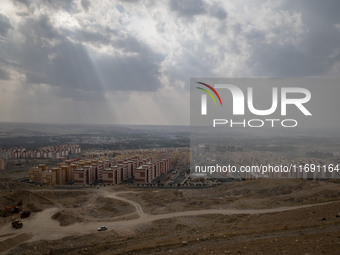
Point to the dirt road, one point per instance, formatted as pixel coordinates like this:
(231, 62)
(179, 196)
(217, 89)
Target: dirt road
(42, 227)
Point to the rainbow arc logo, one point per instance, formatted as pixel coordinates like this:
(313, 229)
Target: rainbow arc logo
(209, 93)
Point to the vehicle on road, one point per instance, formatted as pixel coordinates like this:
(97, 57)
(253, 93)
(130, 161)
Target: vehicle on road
(102, 228)
(17, 224)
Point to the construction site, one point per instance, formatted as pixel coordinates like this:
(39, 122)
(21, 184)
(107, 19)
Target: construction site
(262, 216)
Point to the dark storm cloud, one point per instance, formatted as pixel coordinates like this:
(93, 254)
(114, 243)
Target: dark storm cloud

----

INSTRUCTIONS FOR THE TASK:
The reply should consist only of the line containing "Target: dirt road" and all lines after it in the listing above, reproduced exactly.

YOUR SOLUTION:
Target: dirt road
(42, 227)
Point to the rainbow arc logo, one point per instance, formatted as pixel coordinates like this:
(313, 229)
Target: rainbow arc logo
(209, 93)
Point to the vehicle on road, one point per instance, formatted as pixel coordinates like this:
(97, 57)
(253, 93)
(130, 161)
Target: vehicle on road
(102, 228)
(17, 224)
Point to the construction site, one point per instance, formatted as pixel coordinates like this:
(39, 122)
(21, 184)
(107, 19)
Target: construction site
(262, 216)
Point to the dark storm cloud, one point per instance, formatted as pixel coordinates like this:
(93, 254)
(114, 243)
Target: dark storm cloud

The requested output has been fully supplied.